- Opening Delimiter -
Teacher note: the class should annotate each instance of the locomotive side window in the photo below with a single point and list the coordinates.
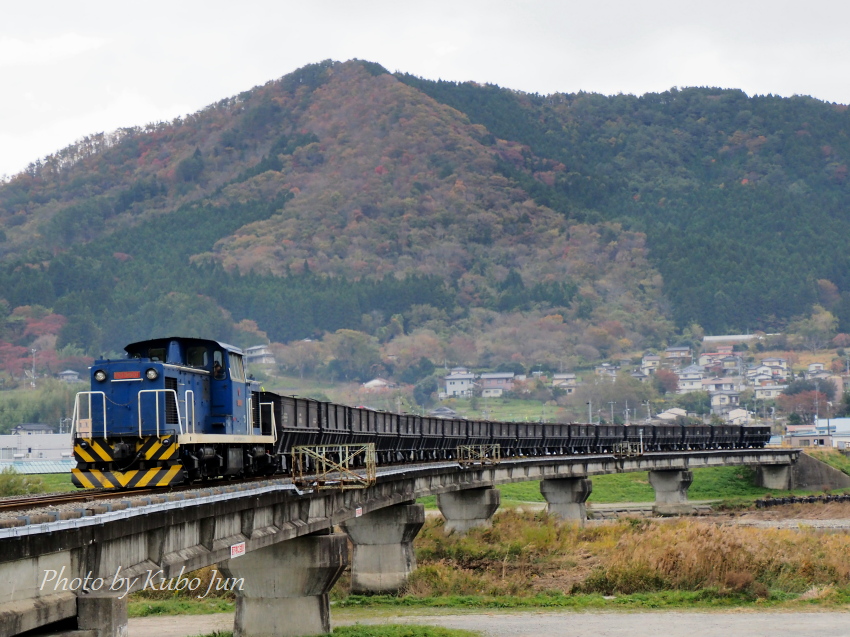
(236, 371)
(218, 364)
(196, 356)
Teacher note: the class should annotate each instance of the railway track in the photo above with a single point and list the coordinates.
(48, 500)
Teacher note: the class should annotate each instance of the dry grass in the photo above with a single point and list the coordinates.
(524, 554)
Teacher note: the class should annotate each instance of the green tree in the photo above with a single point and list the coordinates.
(355, 354)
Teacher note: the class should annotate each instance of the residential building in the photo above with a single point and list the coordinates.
(690, 379)
(727, 383)
(739, 417)
(677, 352)
(730, 364)
(259, 355)
(768, 392)
(650, 363)
(722, 402)
(493, 384)
(567, 382)
(378, 384)
(45, 445)
(608, 370)
(69, 376)
(459, 383)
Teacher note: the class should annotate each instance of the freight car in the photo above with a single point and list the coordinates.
(179, 409)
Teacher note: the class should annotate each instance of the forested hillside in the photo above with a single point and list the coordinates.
(744, 200)
(493, 226)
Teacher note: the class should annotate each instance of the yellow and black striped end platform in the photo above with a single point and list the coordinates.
(92, 450)
(133, 479)
(151, 448)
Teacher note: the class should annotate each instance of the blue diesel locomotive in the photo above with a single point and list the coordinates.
(178, 409)
(174, 410)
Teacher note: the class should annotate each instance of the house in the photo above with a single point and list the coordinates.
(739, 417)
(493, 384)
(672, 414)
(768, 392)
(259, 355)
(677, 352)
(650, 363)
(459, 382)
(69, 376)
(690, 379)
(377, 384)
(730, 364)
(567, 382)
(443, 412)
(30, 428)
(607, 370)
(710, 358)
(727, 383)
(778, 367)
(722, 402)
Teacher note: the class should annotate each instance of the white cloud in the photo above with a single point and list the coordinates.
(16, 52)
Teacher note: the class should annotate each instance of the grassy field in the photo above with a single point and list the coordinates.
(731, 485)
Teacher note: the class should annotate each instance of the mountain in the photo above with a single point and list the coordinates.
(510, 226)
(335, 197)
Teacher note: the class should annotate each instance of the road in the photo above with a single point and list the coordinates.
(559, 624)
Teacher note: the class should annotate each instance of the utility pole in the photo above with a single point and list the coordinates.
(817, 410)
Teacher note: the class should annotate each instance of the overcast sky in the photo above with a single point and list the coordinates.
(71, 68)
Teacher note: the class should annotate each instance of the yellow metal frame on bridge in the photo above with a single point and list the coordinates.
(468, 455)
(334, 466)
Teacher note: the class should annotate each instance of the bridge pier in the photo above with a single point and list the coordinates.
(774, 476)
(671, 490)
(285, 586)
(468, 508)
(383, 547)
(567, 497)
(104, 616)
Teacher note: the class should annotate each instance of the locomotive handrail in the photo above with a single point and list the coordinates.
(156, 393)
(186, 395)
(75, 416)
(274, 424)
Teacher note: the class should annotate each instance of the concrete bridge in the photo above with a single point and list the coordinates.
(72, 570)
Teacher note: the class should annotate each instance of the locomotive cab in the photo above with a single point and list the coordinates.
(175, 409)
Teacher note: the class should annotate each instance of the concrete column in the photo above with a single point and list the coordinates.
(285, 586)
(104, 616)
(383, 547)
(774, 476)
(567, 497)
(671, 491)
(469, 508)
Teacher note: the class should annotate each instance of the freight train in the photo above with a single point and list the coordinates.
(177, 410)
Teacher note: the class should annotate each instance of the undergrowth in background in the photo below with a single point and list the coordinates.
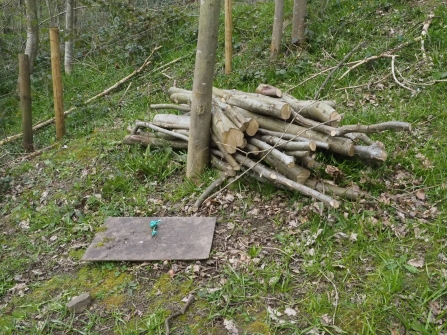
- Closing Delimiter -
#### To do
Transcribe every line from the one with "the concrete column" to the last line of the records above, exactly, excluding pictures.

#### Answer to this task
Teacher note: the class should annotate each instance of the concrete column in the photo above with a single point and list the coordinates.
(285, 586)
(104, 616)
(383, 547)
(774, 476)
(567, 497)
(671, 491)
(469, 508)
Teacher note: the class should annotate each instance of the freight train in the photo above with a single point and list the coordinates.
(177, 410)
Teacher note: the class should annotate each instance of the undergrowth in background in the photo below with a single point and list the coordinates.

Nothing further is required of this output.